--- WRITTEN INSTRUCTION A ---
According to the media coverage tips, why should someone read the publication, watch the channel, or listen to the station before pitching it? Answer in one to three sentences.
--- WRITTEN INSTRUCTION B ---
In the media coverage tips, copy the passage from "1. Know your" to "to their interests." word for word.
--- WRITTEN INSTRUCTION C ---
Summarize the media coverage tips in three sentences.

--- PAGE TEXT ---
━━━━━━━━━━━━━━━━━━━━

Secure Media Coverage With These 8 Tips

You send out a news release and it gets picked up by a few local media outlets. Hooray! You're feeling good, as you should. You send out another release a few weeks later and-nothing. You follow up and again, no response. Welcome to the life of a public relations professional. The truth is, not everything you send will interest a reporter. The good news is there are a few things you can do to increase your chances of news coverage. In celebration of Elevate's eighth birthday, here are eight tips to securing news coverage:

1. Know your reporters

Browse the website of the outlet you'd like to pitch and search for the reporter bios section. Here you'll find the reporter's "beat" (the specific topics they cover), what they are passionate about, and what their life entails outside of the newsroom. Maybe they are heavily involved with the Make-A-Wish Foundation or have a love for animals. You can also follow them on social media to gain an even better understanding of who they are, what they like to do and what makes them tick. Once you have this information, you can send a pitch directly to the reporter, specifically tailored to their interests.

2. Know your outlet

Make sure you have actually read the publication, watched the channel or listened to the station before you make a pitch to ensure your pitch contains content that would interest the media outlet. For example, if you're pitching a lighthearted morning show, the angle of your pitch should follow the style of the show. This is definitely not the time to bust out a sleepy news release and far from uplifting fact sheet. In this case, think fun, fresh and engaging.

3. Get creative

When you submit a news release, know that hundreds, if not thousands of people are vying for the same coverage and submitting THE most important news of the century (or so we all think.) Odds are, your standard release or event alert are bound to get lost amid the email shuffle. Who said things must be digital? Why not drop by the news station with a hard copy of the news release accompanied by a sample of the new product you're trying to promote? It's hard to lose free samples... Then follow-up with an email and digital copy of the release when you get back to your desk.

━━━━━━━━━━━━━━━━━━━━

--- AVAILABLE DATA ---

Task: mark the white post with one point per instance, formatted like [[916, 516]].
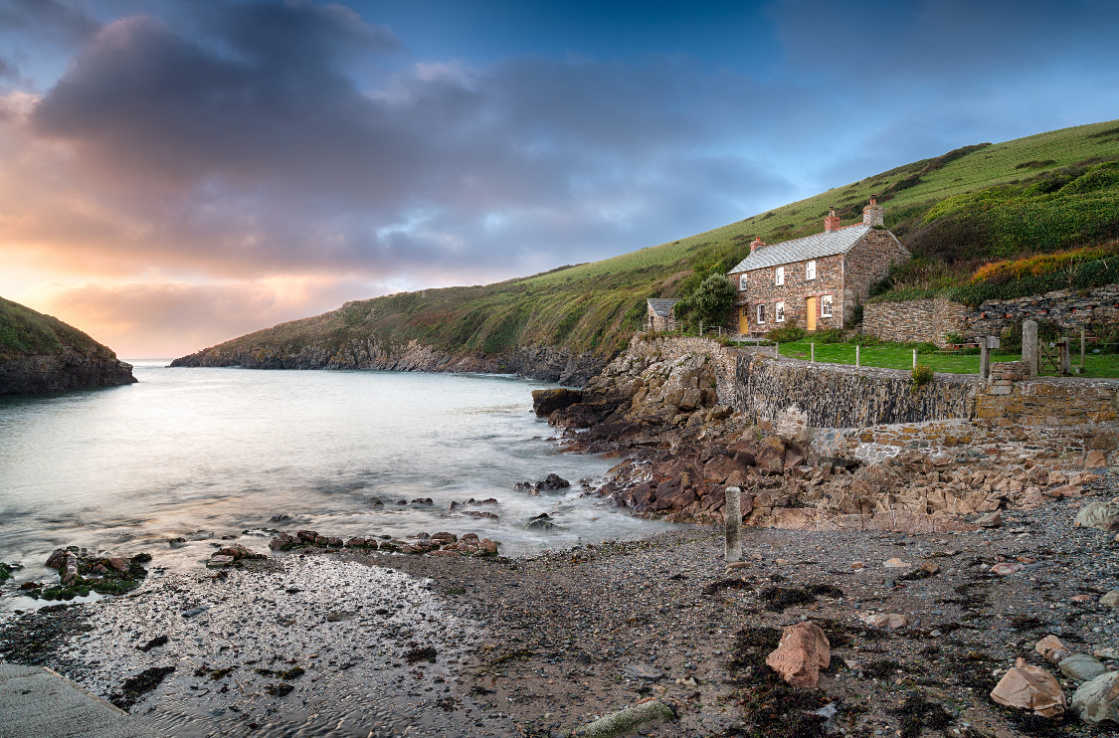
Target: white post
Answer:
[[732, 514]]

━━━━━━━━━━━━━━━━━━━━

--- CORRECT OUTPUT A ---
Doing so ensures the pitch contains content that would interest that media outlet. For example, a pitch to a lighthearted morning show should follow the show's style and be fun, fresh and engaging, not a sleepy news release.

--- CORRECT OUTPUT B ---
1. Know your reporters

Browse the website of the outlet you'd like to pitch and search for the reporter bios section. Here you'll find the reporter's "beat" (the specific topics they cover), what they are passionate about, and what their life entails outside of the newsroom. Maybe they are heavily involved with the Make-A-Wish Foundation or have a love for animals. You can also follow them on social media to gain an even better understanding of who they are, what they like to do and what makes them tick. Once you have this information, you can send a pitch directly to the reporter, specifically tailored to their interests.

--- CORRECT OUTPUT C ---
Not every news release will interest a reporter, but a few steps can improve the chances of coverage. Learn each reporter's beat and interests from bios and social media, and know the outlet well enough to match its style. Because standard releases get lost among many emails, try something creative, like delivering a hard copy with a product sample and then following up by email.